→ **Short exercise**: Reproduce all the entries precisely.

Entries from a dataset:
* * * * * * *

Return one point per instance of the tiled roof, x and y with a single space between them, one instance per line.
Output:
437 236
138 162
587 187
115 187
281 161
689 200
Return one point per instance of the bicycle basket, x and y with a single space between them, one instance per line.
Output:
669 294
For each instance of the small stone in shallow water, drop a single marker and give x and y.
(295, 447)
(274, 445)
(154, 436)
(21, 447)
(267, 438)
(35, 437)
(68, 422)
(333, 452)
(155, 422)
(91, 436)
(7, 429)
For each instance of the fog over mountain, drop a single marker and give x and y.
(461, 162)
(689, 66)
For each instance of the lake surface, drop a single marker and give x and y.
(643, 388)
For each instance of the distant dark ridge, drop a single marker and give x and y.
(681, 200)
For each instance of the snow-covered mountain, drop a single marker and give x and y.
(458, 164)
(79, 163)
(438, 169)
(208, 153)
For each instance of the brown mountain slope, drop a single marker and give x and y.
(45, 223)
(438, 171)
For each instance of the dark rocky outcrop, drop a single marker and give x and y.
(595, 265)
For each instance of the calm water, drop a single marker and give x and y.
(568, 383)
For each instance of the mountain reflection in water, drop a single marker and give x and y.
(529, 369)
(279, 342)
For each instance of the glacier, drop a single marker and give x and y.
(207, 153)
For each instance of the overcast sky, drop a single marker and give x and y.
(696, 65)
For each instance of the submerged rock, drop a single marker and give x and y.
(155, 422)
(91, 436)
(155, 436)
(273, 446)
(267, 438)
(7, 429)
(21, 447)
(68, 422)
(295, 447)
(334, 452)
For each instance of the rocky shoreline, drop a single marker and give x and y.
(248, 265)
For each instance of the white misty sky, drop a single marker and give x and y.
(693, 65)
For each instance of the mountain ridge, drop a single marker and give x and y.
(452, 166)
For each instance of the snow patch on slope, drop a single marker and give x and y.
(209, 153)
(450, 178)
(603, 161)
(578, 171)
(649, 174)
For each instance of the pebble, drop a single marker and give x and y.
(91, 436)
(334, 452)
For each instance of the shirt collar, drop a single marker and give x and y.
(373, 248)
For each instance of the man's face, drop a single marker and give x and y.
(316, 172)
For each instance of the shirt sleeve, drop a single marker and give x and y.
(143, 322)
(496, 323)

* * * * * * *

→ **Task output**:
Return one point per instance of the tiled roof, x and y with a single space between them, one instance per line.
Output:
437 236
138 162
587 187
115 187
281 161
689 200
Return one point per instance of the bicycle basket, x and y with a single space between them, one instance per line.
Output:
669 294
For each instance of the small stone in shallow water, drop a single marker and give x and y.
(295, 447)
(274, 445)
(154, 436)
(21, 447)
(267, 438)
(35, 437)
(68, 422)
(333, 452)
(155, 422)
(91, 436)
(7, 429)
For each instance of the fog over mountain, drop a single marker and give x and y.
(461, 162)
(689, 66)
For each instance of the lake surface, drop a single marker and give x and y.
(643, 388)
For each instance of the distant dark ridge, drop a single marker and give x and y.
(681, 200)
For each instance of the snow-covered mountain, drop a single marker and give x and y.
(458, 164)
(79, 163)
(438, 169)
(208, 153)
For each instance of the brown mountain slope, drop a single marker and give x and y.
(45, 223)
(438, 171)
For each instance of the dark rocky outcrop, drop a single marker and give x and y.
(595, 265)
For each instance of the calm water, drop a single marker and give x and y.
(568, 383)
For each instance of the mountain reflection in water, drop a single marker and give x and y.
(529, 369)
(279, 342)
For each instance of the glacier, drop a single marker and give x and y.
(207, 153)
For each instance of the overcast sky, drop a single marker and give x and y.
(696, 65)
For each instance of the submerged rock, drop a single marker and give x and y.
(155, 422)
(91, 436)
(155, 436)
(273, 446)
(267, 438)
(7, 429)
(21, 447)
(68, 422)
(295, 447)
(334, 452)
For each instance of the rocky shoreline, drop a single marker and give x and y.
(248, 265)
For each instance of the white misty sky, drop a single marker and give x and y.
(693, 65)
For each instance of the mountain ridge, drop a single marker and give x and y.
(452, 166)
For each instance of the snow patch on slope, drop a single marker and give x and y.
(209, 153)
(450, 178)
(603, 161)
(578, 171)
(649, 174)
For each instance of the pebble, drop a single marker and give x and y.
(91, 436)
(334, 452)
For each instance of the shirt collar, drop a single marker and give x and y.
(373, 248)
For each instance of the man's face, drop a single marker and give x and y.
(316, 172)
For each instance of the shirt sleeve, drop a single marker and give x and y.
(143, 322)
(496, 323)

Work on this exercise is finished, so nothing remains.